TASK DETAILS >>
Restate the entries below without a single change.

(Records from a data source)
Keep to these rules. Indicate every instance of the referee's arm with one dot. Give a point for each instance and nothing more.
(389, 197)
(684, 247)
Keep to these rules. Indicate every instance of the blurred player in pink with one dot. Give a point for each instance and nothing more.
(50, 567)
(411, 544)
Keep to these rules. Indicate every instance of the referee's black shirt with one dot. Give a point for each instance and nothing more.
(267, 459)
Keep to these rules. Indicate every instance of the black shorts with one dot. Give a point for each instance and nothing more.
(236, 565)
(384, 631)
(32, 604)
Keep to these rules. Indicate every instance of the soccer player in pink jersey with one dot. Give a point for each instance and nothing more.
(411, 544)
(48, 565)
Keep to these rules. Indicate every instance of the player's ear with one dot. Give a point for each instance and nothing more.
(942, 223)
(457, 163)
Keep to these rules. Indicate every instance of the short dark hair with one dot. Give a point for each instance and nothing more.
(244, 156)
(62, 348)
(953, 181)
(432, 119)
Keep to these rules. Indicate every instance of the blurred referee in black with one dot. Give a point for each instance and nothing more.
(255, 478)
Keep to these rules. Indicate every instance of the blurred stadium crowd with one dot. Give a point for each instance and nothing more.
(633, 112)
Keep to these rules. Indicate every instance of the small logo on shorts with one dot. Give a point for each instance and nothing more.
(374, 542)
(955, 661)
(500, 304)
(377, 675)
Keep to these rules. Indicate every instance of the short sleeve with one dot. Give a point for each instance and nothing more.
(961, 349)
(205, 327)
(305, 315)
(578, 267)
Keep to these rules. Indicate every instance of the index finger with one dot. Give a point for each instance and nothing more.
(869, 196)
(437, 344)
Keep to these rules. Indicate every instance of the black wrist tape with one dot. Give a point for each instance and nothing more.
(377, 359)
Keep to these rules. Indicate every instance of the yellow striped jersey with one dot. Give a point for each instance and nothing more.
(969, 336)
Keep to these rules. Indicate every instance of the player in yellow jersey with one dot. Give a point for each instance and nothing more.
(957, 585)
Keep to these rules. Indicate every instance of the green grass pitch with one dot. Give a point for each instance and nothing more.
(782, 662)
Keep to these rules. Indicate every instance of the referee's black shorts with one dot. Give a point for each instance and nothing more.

RESPONSE >>
Keep to these rules. Indicate every instance of the referee's arm with one dot. Give a point for each instance and nothing more.
(389, 197)
(684, 247)
Keep to these rules. Indicate every instance of the blurred player in pink with one dot. Give a point for each instance and nothing more.
(50, 567)
(411, 544)
Keep to these rules. Indicate every instance of the referee's black shirt with one dot. Give a point for each instance and nothing more.
(267, 459)
Keep to these rules. Indicate every instance of the black shorts with one dot. Give a point for each instance and nothing more.
(236, 565)
(384, 631)
(32, 604)
Keep to these rules. Indicate every instance of the soccer player in pink jersey with one dot. Give a point for each instance and nothing more.
(411, 544)
(48, 565)
Keep to these rules. Indicate every instance of the player's ear with one dot. Give a point for each instance and nothing more.
(942, 223)
(457, 163)
Keep to these rules. Indicate every instance of the short dark hair with one dot. Give a point for each instance and nothing more.
(244, 156)
(62, 348)
(953, 181)
(432, 119)
Keep to these rules. Indicate every instance of the blurred referee in black with one dot. Give a point for each instance and nothing more.
(255, 478)
Keep to these rules. Indicate every instance of the blurred stadium crowd with one dot. Give a point for each instance and nothing more.
(633, 112)
Keep to these rules. Indicate every instance of the small logo on shorts with one dot. Give a point for each instance and nothing more.
(374, 542)
(955, 661)
(500, 304)
(377, 675)
Keep to these rules. Indicate every instance of the short sleeve with one dot. Give a point for each instance and nothing more.
(961, 349)
(205, 327)
(305, 315)
(578, 267)
Keep to these rules. Indicate every instance of the index finger with one dot. Give a point for each instance and nothing more.
(869, 196)
(437, 344)
Keep to these rules. Indicate every instance of the black wrist tape with one dot. Give a point for each instance and nothing more.
(377, 359)
Keep to these rules. Indicate every instance of the yellow striped jersey with one dot. Give a point for each instance and nothing more.
(969, 336)
Keep to these rules. Indicate every instance of the player in yellow jersey with one dot. Give a point for each instance and nothing more.
(957, 585)
Keep to these rules. Indicate every instance of the green grass pitch with one dot. Give a point for each instance and nothing more.
(782, 662)
Keep to these rules. Indicate every instance of the referee's black shorts with one dot. Give a point for each instance and nothing more.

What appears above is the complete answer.